--- begin SELECTED EXTRACT ---
Ask the AI Expert – Part 1: Big Data, Brexit and Surveillance

Artificial Intelligence (AI) and Machine Learning (ML) are hot topics at the moment. Not just in finance but across all areas of work, politics and society, they seem pivotal to our future. This is the first out of three Ask the AI Expert articles.

You can read Ask the AI Expert – Part 2: Quants, Agriculture and Entrepreneurs here and Ask the AI Expert – Part 3: Risk, Regulation and Integrated Services here.

We were keen to learn more about the opportunities that AI and ML will bring to the financial advice profession and of the broader implications the application of this technology will have for our lives and society. I had the incredible opportunity to speak with Chris Cormack, Co-Founder and Managing Partner of The Quant Foundry, to explore the issue in more detail.

The Quant Foundry is a boutique consultancy offering bespoke quantitative solutions for all areas of financial risk including credit, market and operational risk. Chris Cormack is involved in all aspects of running the company and as a client engagement partner oversees multiple client engagements. Chris is also head of the methodology and models research team that builds both conventional stochastic models and Machine Learning and AI models.

Chris Cormack started his career as an academic, a lecturer in physics at Queen Mary University of London. He has an MA in Physics from Oxford, a PhD in Particle Physics from Liverpool and a Master’s in Mathematical Finance from Oxford. Chris has travelled the world doing research, including California, CERN in Geneva, and Japan. In 2004, he co-founded The Quant Foundry.

Part 1: Big Data, Brexit Surveillance

AV: Many people will have heard the phrases, but could you give a quick description of what AI and machine learning are and compare and contrast, as they’re not the same thing?

CC: In layman’s terms, AI can be regarded as a set of mathematical models that can be used with or without robotics that can perform an action that’s usually associated with human cognition. Throughout the history of AI, people have been involved in understanding how we recognise objects; how we perceive the space around us; interpreting speech and understanding language; and, possibly the biggest focus, how we make decisions.

These are all the characteristics associated with AI, so it is quite a broad area. Over the past 60 years or so, different branches of AI have developed. Two main branches are machine learning and the symbolic and goal-led learning.
--- end SELECTED EXTRACT ---
--- begin DATA PROVIDED ---
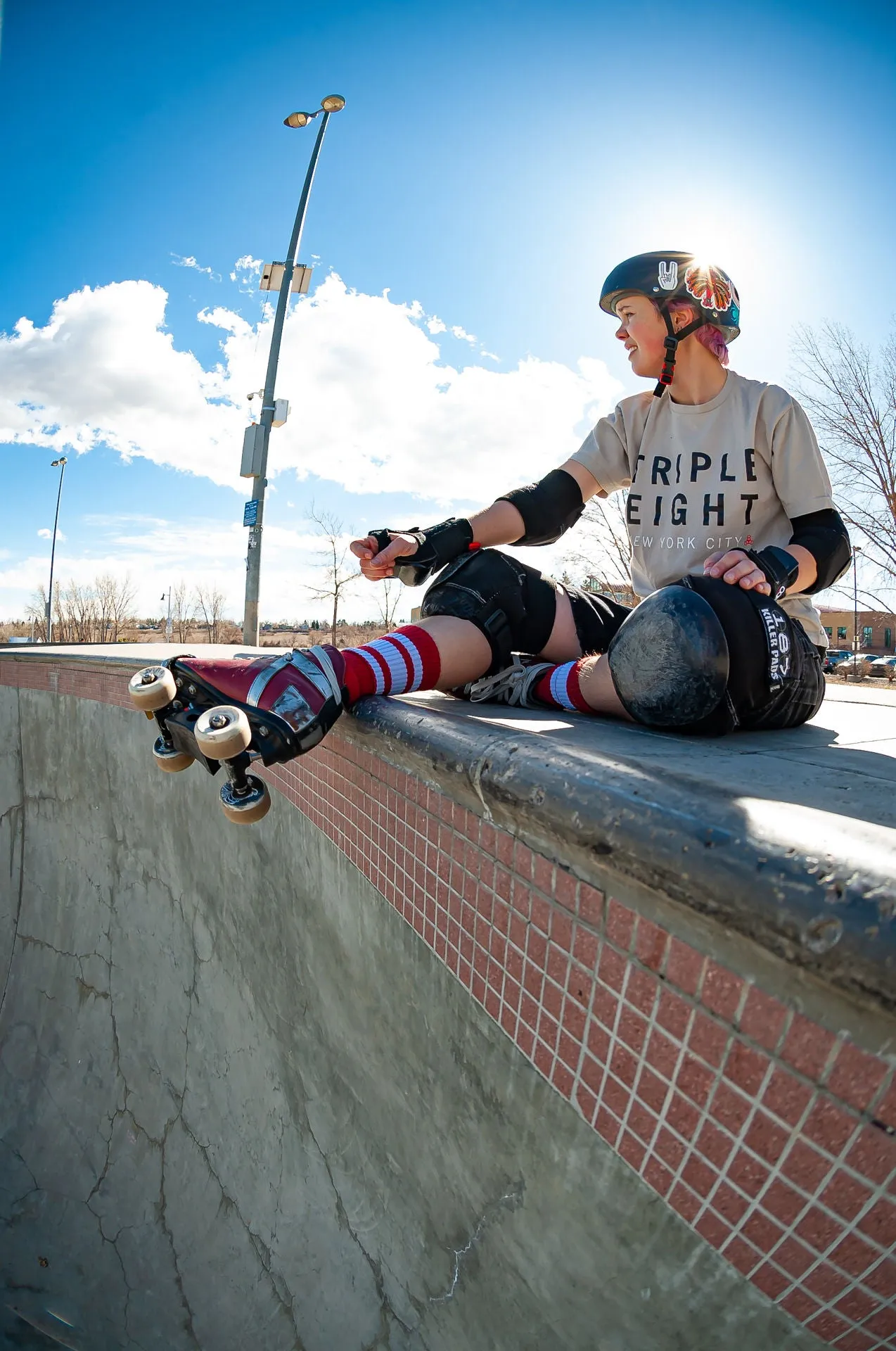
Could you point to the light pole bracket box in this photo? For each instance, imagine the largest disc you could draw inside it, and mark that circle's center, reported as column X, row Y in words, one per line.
column 273, row 277
column 252, row 452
--- end DATA PROVIDED ---
PROBLEMS TO WORK ON:
1. According to the interview, in what year did Chris Cormack co-found The Quant Foundry?
2. Reproduce the passage of the interview between "Part 1: Big Data, Brexit Surveillance" and "and goal-led learning.", inclusive.

RESPONSES PER TASK:
1. 2004

2.
Part 1: Big Data, Brexit Surveillance

AV: Many people will have heard the phrases, but could you give a quick description of what AI and machine learning are and compare and contrast, as they’re not the same thing?

CC: In layman’s terms, AI can be regarded as a set of mathematical models that can be used with or without robotics that can perform an action that’s usually associated with human cognition. Throughout the history of AI, people have been involved in understanding how we recognise objects; how we perceive the space around us; interpreting speech and understanding language; and, possibly the biggest focus, how we make decisions.

These are all the characteristics associated with AI, so it is quite a broad area. Over the past 60 years or so, different branches of AI have developed. Two main branches are machine learning and the symbolic and goal-led learning.